= Given entries =

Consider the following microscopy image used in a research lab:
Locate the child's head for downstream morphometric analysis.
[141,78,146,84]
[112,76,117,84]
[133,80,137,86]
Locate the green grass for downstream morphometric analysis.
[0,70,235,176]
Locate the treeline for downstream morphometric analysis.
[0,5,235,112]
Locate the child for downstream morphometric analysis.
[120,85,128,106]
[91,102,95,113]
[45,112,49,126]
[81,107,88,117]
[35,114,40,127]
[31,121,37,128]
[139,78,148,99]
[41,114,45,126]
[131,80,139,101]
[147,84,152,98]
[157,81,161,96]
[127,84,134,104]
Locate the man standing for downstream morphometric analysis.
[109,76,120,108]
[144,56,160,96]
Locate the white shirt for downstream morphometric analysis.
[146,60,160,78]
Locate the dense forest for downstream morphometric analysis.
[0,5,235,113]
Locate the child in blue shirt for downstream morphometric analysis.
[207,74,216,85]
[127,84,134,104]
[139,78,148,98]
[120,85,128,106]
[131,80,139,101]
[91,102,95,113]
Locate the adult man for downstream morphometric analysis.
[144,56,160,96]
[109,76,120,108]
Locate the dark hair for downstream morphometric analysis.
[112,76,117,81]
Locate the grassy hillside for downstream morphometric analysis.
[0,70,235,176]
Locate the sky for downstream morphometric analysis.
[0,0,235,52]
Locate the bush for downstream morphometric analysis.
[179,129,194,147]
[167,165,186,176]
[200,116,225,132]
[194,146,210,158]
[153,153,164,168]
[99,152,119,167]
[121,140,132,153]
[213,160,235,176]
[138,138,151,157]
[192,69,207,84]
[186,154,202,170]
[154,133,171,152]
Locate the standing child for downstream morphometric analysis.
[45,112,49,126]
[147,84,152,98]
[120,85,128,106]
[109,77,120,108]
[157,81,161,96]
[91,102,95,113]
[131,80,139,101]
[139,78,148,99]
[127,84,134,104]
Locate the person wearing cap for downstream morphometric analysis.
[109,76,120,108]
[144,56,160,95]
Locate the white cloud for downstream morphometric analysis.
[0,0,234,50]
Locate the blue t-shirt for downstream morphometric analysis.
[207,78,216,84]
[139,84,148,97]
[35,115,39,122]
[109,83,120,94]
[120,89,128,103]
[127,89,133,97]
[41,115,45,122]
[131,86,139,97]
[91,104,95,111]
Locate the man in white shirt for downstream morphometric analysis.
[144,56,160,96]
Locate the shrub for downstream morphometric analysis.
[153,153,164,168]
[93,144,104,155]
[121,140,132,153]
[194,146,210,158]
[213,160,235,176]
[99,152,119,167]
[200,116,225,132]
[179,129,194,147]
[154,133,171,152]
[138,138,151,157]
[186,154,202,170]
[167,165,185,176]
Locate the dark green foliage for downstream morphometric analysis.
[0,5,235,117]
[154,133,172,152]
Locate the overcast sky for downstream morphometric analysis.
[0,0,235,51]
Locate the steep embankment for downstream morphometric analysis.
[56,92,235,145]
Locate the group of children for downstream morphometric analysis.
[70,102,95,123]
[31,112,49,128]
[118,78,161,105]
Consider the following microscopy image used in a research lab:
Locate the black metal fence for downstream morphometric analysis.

= Your objective =
Edit the data above so that "downstream morphometric analysis" becomes "quantitative shape measurement" wherever it occurs, leaving every other line unchanged.

= Exercise response =
Consider the following microscopy image used in a research lab:
Locate the child's head for quantitative shape measurement.
[141,78,146,84]
[112,76,117,84]
[133,80,137,86]
Locate the green grass for quantitative shape measurement.
[0,70,235,176]
Locate the treeline for quantitative shape measurement.
[0,5,235,112]
Locate the child for quantitative shape measurement.
[120,85,128,106]
[91,102,95,113]
[45,112,49,126]
[81,107,88,117]
[35,114,40,127]
[31,121,37,128]
[139,78,148,99]
[41,114,45,126]
[131,80,139,101]
[147,84,152,98]
[157,81,161,96]
[127,84,134,104]
Locate the man standing for quantitative shape measurement.
[109,76,120,108]
[144,56,160,96]
Locate the white shirt for quantitative shape measurement.
[146,60,160,78]
Locate the dense forest for quantitative shape measurement.
[0,5,235,113]
Locate the child in blue shirt for quantitative shape measurement.
[207,74,216,85]
[127,84,134,104]
[139,78,148,98]
[120,85,128,106]
[131,80,139,101]
[91,102,95,113]
Locate the adult man for quantitative shape measurement.
[144,56,160,96]
[109,76,120,108]
Locate the dark hair for quantitative shape measurement.
[112,76,117,81]
Locate the grassy hillside for quantitative shape measurement.
[0,70,235,176]
Locate the sky for quantitative shape measurement.
[0,0,235,52]
Locate the bush for quantitative shape measurement.
[179,129,194,147]
[167,165,186,176]
[200,116,225,132]
[194,146,210,158]
[153,153,164,168]
[99,152,119,167]
[121,140,132,153]
[213,160,235,176]
[138,138,151,157]
[192,69,207,84]
[186,154,202,170]
[154,133,171,152]
Locate the standing child for quantitative shape measurement.
[45,112,49,126]
[147,84,152,98]
[120,85,128,106]
[109,77,120,108]
[157,81,161,96]
[91,102,95,113]
[131,80,139,101]
[139,78,148,99]
[127,84,134,104]
Locate the person wearing cap for quantitative shape measurement.
[109,76,120,108]
[144,56,160,95]
Locate the white cloud for quantitative shape measurement.
[0,0,234,50]
Locate the blue t-shirt for quantitative shape measurement.
[207,78,216,84]
[139,84,148,97]
[35,115,39,122]
[109,83,120,94]
[120,89,128,103]
[127,89,133,97]
[41,115,45,122]
[131,86,139,97]
[91,104,95,111]
Locate the man in white shirt for quantitative shape measurement.
[144,56,160,96]
Locate the shrub for quantitative shape measurement.
[153,153,164,168]
[93,144,104,155]
[121,140,132,153]
[194,146,210,158]
[213,160,235,176]
[99,152,119,167]
[200,116,225,132]
[179,129,194,147]
[154,133,171,152]
[138,138,151,157]
[186,154,202,170]
[167,165,185,176]
Locate the dark green foliage for quantitative shape measurement.
[0,5,235,117]
[154,133,172,152]
Locate the overcast sky for quantitative shape measurement.
[0,0,235,51]
Locate the steep embankment for quantitative shape measurement.
[56,92,235,145]
Locate the group of children for quantitative shape measurement.
[70,102,95,123]
[31,112,49,128]
[118,78,161,105]
Consider the following microscopy image used in a research lab:
Locate the black metal fence for quantitative shape measurement.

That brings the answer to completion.